(Given entries)

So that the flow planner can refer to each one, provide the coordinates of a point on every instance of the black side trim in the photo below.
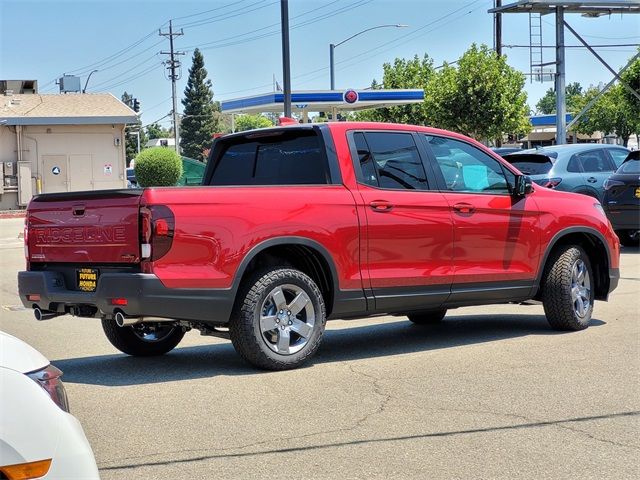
(486, 293)
(407, 299)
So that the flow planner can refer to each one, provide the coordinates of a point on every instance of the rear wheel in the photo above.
(279, 319)
(568, 293)
(143, 340)
(629, 238)
(428, 318)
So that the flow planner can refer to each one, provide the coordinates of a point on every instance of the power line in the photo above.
(172, 65)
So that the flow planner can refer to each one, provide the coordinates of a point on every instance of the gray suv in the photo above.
(580, 168)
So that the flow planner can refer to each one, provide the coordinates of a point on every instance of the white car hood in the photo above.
(17, 355)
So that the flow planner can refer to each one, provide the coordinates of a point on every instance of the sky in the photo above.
(241, 43)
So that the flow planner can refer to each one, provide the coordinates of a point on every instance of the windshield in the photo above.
(530, 164)
(630, 166)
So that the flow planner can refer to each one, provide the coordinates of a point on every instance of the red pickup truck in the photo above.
(299, 224)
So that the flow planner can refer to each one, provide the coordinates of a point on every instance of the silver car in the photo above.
(580, 168)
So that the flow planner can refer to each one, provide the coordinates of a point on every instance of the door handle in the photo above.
(381, 206)
(464, 208)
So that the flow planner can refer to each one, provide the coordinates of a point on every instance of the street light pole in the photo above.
(332, 47)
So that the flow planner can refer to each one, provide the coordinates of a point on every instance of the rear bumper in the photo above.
(624, 217)
(614, 278)
(145, 294)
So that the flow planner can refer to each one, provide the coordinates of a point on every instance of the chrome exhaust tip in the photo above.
(124, 321)
(44, 314)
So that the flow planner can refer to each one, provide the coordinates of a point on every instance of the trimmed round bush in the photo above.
(158, 167)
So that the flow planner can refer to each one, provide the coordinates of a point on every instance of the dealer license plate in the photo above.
(87, 279)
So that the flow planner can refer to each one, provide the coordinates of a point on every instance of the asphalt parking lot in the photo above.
(492, 392)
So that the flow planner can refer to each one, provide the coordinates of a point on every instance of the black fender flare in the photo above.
(558, 236)
(291, 240)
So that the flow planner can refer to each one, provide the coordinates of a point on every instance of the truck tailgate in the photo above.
(84, 227)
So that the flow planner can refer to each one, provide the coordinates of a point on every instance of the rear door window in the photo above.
(595, 161)
(465, 168)
(286, 158)
(390, 160)
(619, 155)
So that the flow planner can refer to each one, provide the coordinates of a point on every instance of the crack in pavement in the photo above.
(321, 446)
(377, 388)
(535, 420)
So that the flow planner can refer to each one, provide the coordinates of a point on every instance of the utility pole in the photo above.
(172, 65)
(498, 29)
(286, 65)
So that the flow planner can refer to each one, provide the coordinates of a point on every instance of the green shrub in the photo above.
(158, 167)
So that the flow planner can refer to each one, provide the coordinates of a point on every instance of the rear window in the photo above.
(630, 166)
(530, 164)
(283, 158)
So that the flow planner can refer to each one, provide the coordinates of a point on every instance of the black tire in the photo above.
(562, 308)
(282, 347)
(428, 318)
(627, 238)
(132, 340)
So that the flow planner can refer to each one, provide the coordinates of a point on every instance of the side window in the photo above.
(366, 160)
(574, 165)
(396, 161)
(618, 155)
(295, 158)
(595, 161)
(468, 169)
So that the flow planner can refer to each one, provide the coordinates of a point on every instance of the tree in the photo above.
(250, 122)
(573, 94)
(482, 98)
(130, 132)
(155, 130)
(199, 121)
(631, 77)
(414, 73)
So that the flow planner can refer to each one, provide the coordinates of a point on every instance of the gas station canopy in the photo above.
(323, 101)
(587, 7)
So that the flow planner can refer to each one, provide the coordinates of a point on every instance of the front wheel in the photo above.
(279, 319)
(567, 290)
(143, 340)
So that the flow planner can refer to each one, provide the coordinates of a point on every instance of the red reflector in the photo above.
(162, 227)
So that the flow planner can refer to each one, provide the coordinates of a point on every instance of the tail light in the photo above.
(157, 225)
(26, 238)
(549, 182)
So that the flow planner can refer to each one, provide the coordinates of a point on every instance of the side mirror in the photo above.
(523, 186)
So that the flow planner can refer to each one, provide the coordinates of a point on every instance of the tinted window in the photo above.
(574, 165)
(466, 168)
(618, 155)
(285, 159)
(366, 160)
(595, 161)
(630, 166)
(396, 161)
(530, 164)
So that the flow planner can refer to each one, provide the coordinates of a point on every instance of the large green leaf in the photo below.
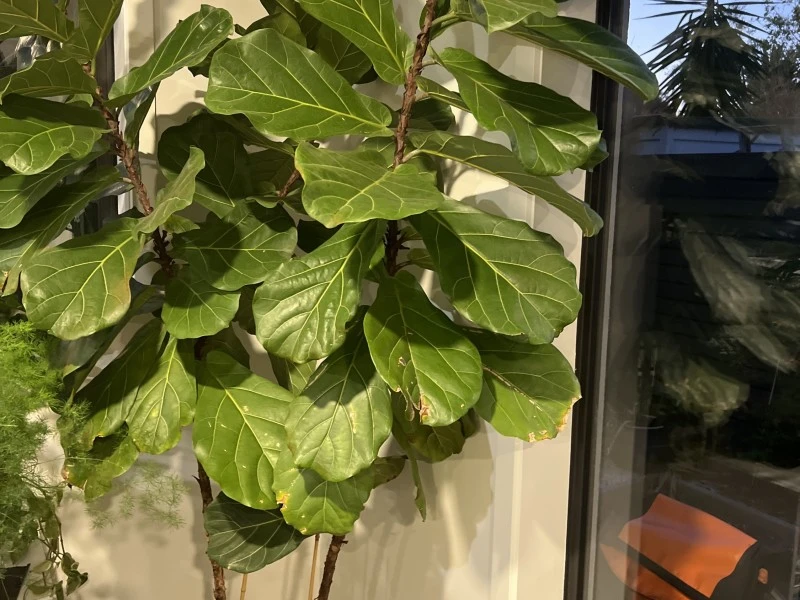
(176, 195)
(433, 443)
(187, 45)
(500, 273)
(35, 17)
(291, 376)
(109, 458)
(420, 352)
(82, 286)
(439, 92)
(35, 133)
(47, 221)
(55, 74)
(110, 395)
(499, 161)
(549, 132)
(287, 90)
(312, 505)
(135, 113)
(350, 187)
(497, 15)
(194, 309)
(246, 540)
(238, 432)
(344, 415)
(592, 45)
(283, 23)
(303, 307)
(166, 399)
(372, 26)
(96, 20)
(240, 249)
(20, 193)
(225, 181)
(342, 54)
(528, 391)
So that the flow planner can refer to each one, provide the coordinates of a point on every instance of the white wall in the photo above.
(497, 514)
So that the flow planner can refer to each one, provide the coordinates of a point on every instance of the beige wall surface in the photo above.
(497, 513)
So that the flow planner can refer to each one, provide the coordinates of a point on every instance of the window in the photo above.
(686, 469)
(19, 53)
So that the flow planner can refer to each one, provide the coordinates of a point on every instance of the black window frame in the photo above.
(595, 277)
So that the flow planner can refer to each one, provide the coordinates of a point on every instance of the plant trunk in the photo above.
(208, 497)
(330, 566)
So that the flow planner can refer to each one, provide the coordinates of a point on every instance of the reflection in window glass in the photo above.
(698, 481)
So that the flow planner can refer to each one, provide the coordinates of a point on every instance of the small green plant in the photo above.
(29, 384)
(295, 229)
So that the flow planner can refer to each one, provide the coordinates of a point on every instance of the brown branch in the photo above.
(208, 498)
(312, 578)
(129, 157)
(330, 567)
(410, 96)
(287, 187)
(392, 240)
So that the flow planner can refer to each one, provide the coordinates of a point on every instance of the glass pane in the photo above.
(697, 480)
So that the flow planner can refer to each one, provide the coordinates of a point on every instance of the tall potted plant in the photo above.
(293, 231)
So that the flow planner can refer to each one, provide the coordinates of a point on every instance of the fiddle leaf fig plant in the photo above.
(321, 207)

(End Given entries)

The full set of entries should be transcribed exactly, pictures left aside.

So that the flow planner can refer to each one, provide the coordinates of a point on every instance of the black side trim in the photo below.
(486, 293)
(407, 299)
So that the flow planner can refer to each one, provide the coordinates of a point on every instance of the rear wheel in the photo above.
(279, 319)
(568, 293)
(143, 340)
(629, 238)
(428, 318)
So that the flow planner can refer to each one, provide the coordinates of a point on every instance of the power line in the photo above.
(172, 65)
So that the flow planner can refer to each one, provide the coordinates of a point on every instance of the gray suv in the photo above.
(580, 168)
So that the flow planner can refer to each one, provide the coordinates of a point on every instance of the white car hood in the photo above.
(17, 355)
So that the flow planner can refer to each one, provide the coordinates of a point on every instance of the sky in the photo above.
(241, 43)
So that the flow planner can refer to each one, provide the coordinates of a point on every instance of the windshield in the photo above.
(530, 164)
(630, 166)
So that the flow planner can refer to each one, provide the coordinates of a point on every instance of the red pickup truck in the photo above.
(299, 224)
So that the flow planner can refer to each one, provide the coordinates of a point on every instance of the silver car in the photo above.
(580, 168)
So that the flow planner can refer to each one, provide the coordinates of a point on every instance of the door handle in the photo above.
(381, 206)
(464, 208)
So that the flow planner can refer to each one, provide the coordinates of a point on every instance of the street light pole in the photo above.
(332, 47)
So that the flow planner can refer to each one, provide the coordinates of a point on every instance of the rear bumper in the photo above.
(624, 217)
(614, 278)
(145, 294)
So that the flow planner can refer to each one, provide the coordinates of a point on every instance of the chrome exhaust tip in the photo above.
(124, 321)
(44, 314)
So that the flow planner can refer to each one, provide the coordinates of a point on every instance of the trimmed round bush in the photo above.
(158, 167)
So that the flow planner can refer to each one, provide the coordinates of a point on every instance of the dealer license plate in the photo above.
(87, 279)
So that the flow planner can refer to each one, provide the coordinates of a point on every instance of the asphalt parking lot in the photo above.
(492, 392)
So that the flow planner can refer to each one, provide the coordinates of a point on every instance of the black fender flare in the photo above.
(558, 236)
(291, 240)
So that the flow planner can refer to each one, provide the coordinates of a point on every instance of the truck tailgate in the photo above.
(84, 227)
So that the flow planner can refer to each one, provide the coordinates of a point on every instance of the rear door window in the photo above.
(595, 161)
(465, 168)
(286, 158)
(390, 160)
(619, 155)
So that the flow planner can refer to each one, provide the coordinates of a point on every instance of the crack in pavement in the photo above.
(321, 446)
(377, 388)
(535, 420)
So that the flow planner can refer to each one, provide the coordinates of a point on every instance of the utility pole in the photo above.
(172, 65)
(498, 29)
(286, 65)
So that the flow planner can refer to each one, provide the coordinates of a point on every instance of the green shrub in the photo above.
(158, 167)
So that the flow planner can refer to each one, provide the coordinates of a point on every instance of the rear window in the photo above.
(630, 166)
(530, 164)
(283, 158)
So that the flow planner can refer to each one, provide the coordinates of a point on every instance of the black tire in the photo above.
(562, 308)
(282, 347)
(428, 318)
(627, 238)
(132, 340)
So that the flow planner can refer to each one, provide the coordinates of a point on every instance of the side window in the photo above.
(366, 160)
(574, 165)
(396, 161)
(618, 155)
(295, 158)
(595, 161)
(468, 169)
So that the flow planner can refer to each one, provide the coordinates of a point on every instance of the tree in the photo above.
(250, 122)
(573, 94)
(482, 98)
(130, 132)
(155, 130)
(199, 121)
(631, 77)
(414, 73)
So that the flow planner can refer to each one, provide the coordinates of a point on every instance of the gas station canopy in the photo above.
(323, 101)
(587, 7)
So that the flow planner can refer to each one, provide the coordinates of a point on every instance of the front wheel in the photo above.
(279, 319)
(567, 290)
(143, 340)
So that the flow planner can refer to each one, provide the coordinates of a point on every instance of the red reflector in the photo above.
(162, 227)
So that the flow planner can refer to each one, provide the coordinates of a point on every instance of the tail light in the photo above.
(157, 225)
(26, 238)
(549, 182)
So that the flow planner can refer to each one, provide the coordinates of a point on every instance of the side mirror in the photo above.
(523, 186)
So that the flow planner can refer to each one, provide the coordinates of a point on every instance of the tinted window in the photo above.
(574, 165)
(466, 168)
(618, 155)
(285, 159)
(366, 160)
(595, 161)
(630, 166)
(396, 161)
(530, 164)
So that the flow planner can refer to each one, provide the coordinates of a point on every instance of the large green leaf in the photo below.
(176, 195)
(433, 443)
(187, 45)
(500, 273)
(35, 17)
(291, 376)
(109, 458)
(420, 352)
(82, 286)
(439, 92)
(35, 133)
(47, 221)
(55, 74)
(110, 395)
(499, 161)
(549, 132)
(287, 90)
(312, 505)
(135, 113)
(350, 187)
(497, 15)
(194, 309)
(246, 540)
(238, 432)
(344, 415)
(592, 45)
(283, 23)
(303, 307)
(166, 399)
(372, 26)
(96, 20)
(240, 249)
(20, 193)
(225, 181)
(342, 54)
(528, 391)
So that the flow planner can refer to each one, provide the coordinates of a point on every instance of the white wall in the photo above.
(497, 514)
So that the flow planner can refer to each one, provide the coordinates of a point on every instance of the beige wall surface in the photo above.
(497, 513)
So that the flow planner can refer to each one, provide the coordinates of a point on every instance of the window in the photo above.
(686, 469)
(19, 53)
So that the flow planner can refer to each one, provide the coordinates of a point on every instance of the black window frame in the photo above.
(595, 277)
So that the flow planner can refer to each one, provide the coordinates of a point on every instance of the plant trunk in the photo above.
(208, 497)
(330, 566)
So that the flow planner can refer to each one, provide the coordinates of a point on every instance of the reflection in window glass in the photo above.
(698, 481)
So that the flow planner can refer to each one, provide the coordinates of a point on every instance of the small green plant in the photo above.
(29, 384)
(295, 229)
So that the flow planner can refer to each one, provide the coordinates of a point on every instance of the brown branch in the photo above.
(208, 498)
(312, 578)
(129, 157)
(330, 567)
(410, 96)
(287, 187)
(392, 240)
So that the flow planner can refer to each one, provide the coordinates of a point on every instance of the glass pane in the photo above.
(697, 480)
So that the flow planner can refer to each one, provide the coordinates of a point on every instance of the tall potted plant in the photo above.
(293, 231)
So that the flow planner can refer to each one, provide the coordinates of a point on every instance of the fiddle leaf fig plant in the photo above.
(321, 207)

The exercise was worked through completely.